> _The task_
Extract the items word for word, from the start of the items through the line that contains "[[[0,149],[259,150],[262,0],[0,0]]]", with both ends included. Leave the pictures out of your answer.
--------------------------------------------------
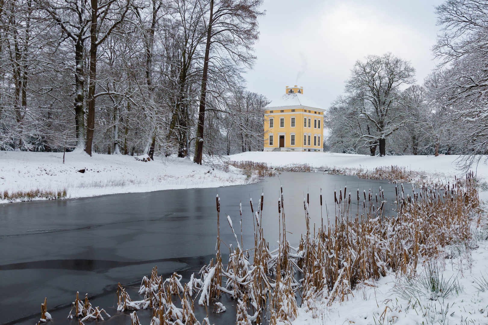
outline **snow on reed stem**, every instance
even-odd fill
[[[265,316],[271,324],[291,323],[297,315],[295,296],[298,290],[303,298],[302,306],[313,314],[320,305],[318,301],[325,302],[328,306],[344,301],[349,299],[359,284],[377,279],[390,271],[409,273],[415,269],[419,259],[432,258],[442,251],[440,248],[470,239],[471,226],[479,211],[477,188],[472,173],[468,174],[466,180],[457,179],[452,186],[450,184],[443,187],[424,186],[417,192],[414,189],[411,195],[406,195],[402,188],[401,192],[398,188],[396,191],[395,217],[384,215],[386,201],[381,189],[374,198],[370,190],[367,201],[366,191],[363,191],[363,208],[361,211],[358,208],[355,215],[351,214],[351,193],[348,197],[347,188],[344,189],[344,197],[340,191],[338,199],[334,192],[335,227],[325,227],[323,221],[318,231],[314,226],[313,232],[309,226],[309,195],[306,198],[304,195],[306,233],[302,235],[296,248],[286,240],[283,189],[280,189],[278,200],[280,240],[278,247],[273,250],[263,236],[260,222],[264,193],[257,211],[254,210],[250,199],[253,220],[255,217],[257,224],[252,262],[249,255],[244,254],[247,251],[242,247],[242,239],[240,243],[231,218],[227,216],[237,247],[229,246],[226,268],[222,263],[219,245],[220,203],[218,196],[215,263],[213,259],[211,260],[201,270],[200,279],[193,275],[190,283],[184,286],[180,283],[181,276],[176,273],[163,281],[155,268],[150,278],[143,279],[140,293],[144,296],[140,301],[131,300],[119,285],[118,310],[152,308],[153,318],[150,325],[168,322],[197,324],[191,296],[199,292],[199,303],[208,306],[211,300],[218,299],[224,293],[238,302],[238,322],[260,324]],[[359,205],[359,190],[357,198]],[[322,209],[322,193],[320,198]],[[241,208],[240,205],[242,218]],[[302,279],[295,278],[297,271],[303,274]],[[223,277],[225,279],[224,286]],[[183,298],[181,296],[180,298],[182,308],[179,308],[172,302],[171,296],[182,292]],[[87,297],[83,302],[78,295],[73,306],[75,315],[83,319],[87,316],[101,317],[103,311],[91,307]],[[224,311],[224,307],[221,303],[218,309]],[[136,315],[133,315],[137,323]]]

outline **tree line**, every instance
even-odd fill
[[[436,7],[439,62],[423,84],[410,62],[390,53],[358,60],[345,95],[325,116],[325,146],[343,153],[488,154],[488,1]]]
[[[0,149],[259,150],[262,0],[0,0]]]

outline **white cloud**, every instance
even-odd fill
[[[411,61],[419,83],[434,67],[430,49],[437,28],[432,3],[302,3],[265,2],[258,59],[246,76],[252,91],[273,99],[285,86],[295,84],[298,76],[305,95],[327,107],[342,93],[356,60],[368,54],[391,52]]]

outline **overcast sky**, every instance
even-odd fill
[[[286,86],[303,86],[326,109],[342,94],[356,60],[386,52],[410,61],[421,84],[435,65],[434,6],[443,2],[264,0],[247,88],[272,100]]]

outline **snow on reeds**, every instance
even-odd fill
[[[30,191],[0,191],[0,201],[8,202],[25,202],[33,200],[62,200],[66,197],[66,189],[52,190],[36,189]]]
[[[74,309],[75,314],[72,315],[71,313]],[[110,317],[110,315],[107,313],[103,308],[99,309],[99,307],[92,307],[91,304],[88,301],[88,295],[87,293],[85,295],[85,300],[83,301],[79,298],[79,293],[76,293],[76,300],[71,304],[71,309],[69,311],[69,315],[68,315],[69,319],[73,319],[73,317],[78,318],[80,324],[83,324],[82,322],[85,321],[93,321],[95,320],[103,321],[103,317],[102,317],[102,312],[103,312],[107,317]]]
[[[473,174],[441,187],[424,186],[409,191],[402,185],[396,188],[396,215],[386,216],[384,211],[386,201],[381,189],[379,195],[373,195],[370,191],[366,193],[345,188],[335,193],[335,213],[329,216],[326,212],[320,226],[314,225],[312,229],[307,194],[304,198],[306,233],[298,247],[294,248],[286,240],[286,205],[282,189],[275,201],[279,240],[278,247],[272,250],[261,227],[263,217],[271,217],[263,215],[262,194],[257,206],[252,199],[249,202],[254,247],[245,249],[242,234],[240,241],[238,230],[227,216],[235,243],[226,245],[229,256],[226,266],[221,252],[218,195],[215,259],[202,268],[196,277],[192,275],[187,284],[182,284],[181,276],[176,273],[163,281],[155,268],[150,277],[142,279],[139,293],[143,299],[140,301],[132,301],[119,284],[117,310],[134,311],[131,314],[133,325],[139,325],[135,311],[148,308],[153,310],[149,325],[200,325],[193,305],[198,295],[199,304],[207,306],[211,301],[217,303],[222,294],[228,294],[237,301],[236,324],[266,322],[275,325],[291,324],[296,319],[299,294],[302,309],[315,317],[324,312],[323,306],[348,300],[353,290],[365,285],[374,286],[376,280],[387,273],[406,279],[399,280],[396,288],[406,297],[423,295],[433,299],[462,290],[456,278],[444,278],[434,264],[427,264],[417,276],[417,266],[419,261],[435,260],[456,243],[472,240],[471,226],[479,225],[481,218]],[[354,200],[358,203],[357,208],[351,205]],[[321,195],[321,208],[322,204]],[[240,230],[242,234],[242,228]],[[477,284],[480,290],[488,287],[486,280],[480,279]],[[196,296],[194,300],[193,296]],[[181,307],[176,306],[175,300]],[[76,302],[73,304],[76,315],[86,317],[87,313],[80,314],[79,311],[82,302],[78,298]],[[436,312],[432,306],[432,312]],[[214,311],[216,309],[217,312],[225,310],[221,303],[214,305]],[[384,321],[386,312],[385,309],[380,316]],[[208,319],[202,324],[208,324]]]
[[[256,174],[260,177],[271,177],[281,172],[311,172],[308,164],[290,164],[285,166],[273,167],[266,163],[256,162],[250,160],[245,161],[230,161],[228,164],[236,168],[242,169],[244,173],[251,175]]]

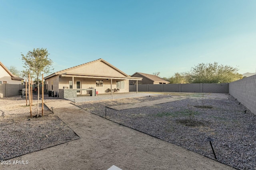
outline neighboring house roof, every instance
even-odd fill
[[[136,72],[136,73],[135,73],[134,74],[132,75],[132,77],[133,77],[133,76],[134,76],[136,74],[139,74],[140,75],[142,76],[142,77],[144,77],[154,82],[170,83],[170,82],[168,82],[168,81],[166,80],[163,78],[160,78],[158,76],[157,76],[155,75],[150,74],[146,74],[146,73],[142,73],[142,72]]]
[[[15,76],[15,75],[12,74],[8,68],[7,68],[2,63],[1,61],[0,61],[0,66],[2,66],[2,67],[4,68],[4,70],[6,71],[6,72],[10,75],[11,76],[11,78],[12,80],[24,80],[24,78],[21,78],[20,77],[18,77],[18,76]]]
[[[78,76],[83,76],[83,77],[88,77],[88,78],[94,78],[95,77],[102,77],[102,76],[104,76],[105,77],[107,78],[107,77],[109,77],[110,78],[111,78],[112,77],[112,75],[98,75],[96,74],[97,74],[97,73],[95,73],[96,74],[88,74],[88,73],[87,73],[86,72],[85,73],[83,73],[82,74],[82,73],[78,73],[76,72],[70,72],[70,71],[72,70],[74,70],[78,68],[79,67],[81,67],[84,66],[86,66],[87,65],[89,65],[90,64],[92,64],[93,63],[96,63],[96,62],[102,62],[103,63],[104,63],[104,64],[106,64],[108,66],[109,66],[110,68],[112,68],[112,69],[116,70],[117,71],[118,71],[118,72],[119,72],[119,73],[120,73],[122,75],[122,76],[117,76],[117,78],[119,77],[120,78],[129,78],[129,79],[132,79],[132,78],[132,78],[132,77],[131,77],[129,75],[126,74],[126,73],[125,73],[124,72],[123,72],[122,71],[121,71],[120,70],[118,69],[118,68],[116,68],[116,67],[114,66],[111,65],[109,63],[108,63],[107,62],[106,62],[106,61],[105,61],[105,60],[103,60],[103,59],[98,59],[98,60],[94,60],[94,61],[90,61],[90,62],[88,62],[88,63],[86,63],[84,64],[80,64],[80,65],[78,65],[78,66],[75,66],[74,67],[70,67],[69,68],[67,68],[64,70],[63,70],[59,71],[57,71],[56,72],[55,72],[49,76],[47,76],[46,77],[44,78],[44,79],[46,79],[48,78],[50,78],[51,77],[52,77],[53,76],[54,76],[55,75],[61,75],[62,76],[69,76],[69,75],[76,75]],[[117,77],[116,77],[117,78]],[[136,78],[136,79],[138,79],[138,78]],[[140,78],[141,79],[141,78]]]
--------------------------------------------------
> _Final result_
outline **snow on reed stem**, every instance
even-odd fill
[[[265,316],[271,324],[291,323],[297,315],[295,296],[298,290],[303,298],[302,306],[313,314],[320,305],[318,301],[325,302],[328,306],[344,301],[349,299],[359,284],[377,279],[390,271],[409,273],[415,269],[419,259],[432,258],[442,251],[440,248],[470,239],[471,226],[479,211],[477,188],[472,173],[468,174],[466,180],[457,179],[452,186],[450,184],[443,187],[424,186],[417,192],[414,189],[411,195],[406,195],[402,188],[401,192],[398,188],[396,191],[395,217],[384,215],[386,201],[381,189],[374,198],[370,190],[367,201],[366,191],[363,191],[363,208],[361,211],[358,208],[355,215],[351,214],[351,193],[348,197],[347,188],[344,189],[344,197],[340,191],[338,199],[334,192],[335,227],[325,227],[323,221],[318,231],[314,226],[313,232],[309,226],[309,195],[306,198],[304,195],[306,233],[302,235],[296,248],[286,240],[283,189],[280,189],[278,200],[280,240],[278,247],[273,250],[263,236],[260,222],[264,193],[257,211],[254,210],[250,199],[253,220],[255,217],[257,224],[252,262],[249,255],[244,254],[247,251],[242,247],[242,239],[240,243],[231,218],[227,216],[237,247],[229,246],[226,268],[222,263],[219,245],[220,203],[218,196],[215,263],[213,259],[211,260],[201,270],[200,279],[193,275],[190,283],[184,286],[180,283],[181,276],[176,273],[163,281],[155,268],[150,278],[143,279],[140,293],[144,296],[140,301],[131,300],[119,285],[118,310],[152,308],[153,318],[150,325],[168,322],[197,324],[191,296],[199,292],[199,303],[208,306],[211,300],[218,299],[224,293],[238,302],[238,322],[260,324]],[[359,205],[359,190],[357,198]],[[322,209],[322,193],[320,198]],[[241,208],[240,205],[242,218]],[[302,279],[295,278],[297,271],[303,274]],[[223,277],[225,279],[224,286]],[[183,298],[181,296],[180,298],[182,308],[179,308],[172,302],[171,296],[182,292]],[[87,297],[83,302],[78,295],[73,306],[75,315],[83,319],[87,316],[101,317],[103,311],[91,307]],[[224,311],[224,307],[221,303],[218,309]],[[136,315],[133,315],[137,323]]]

outline **tree line**, every instance
even-odd fill
[[[436,7],[439,62],[423,84],[410,62],[390,53],[358,60],[345,95],[325,116],[325,146],[343,153],[488,154],[488,1]]]
[[[0,149],[259,150],[262,0],[0,0]]]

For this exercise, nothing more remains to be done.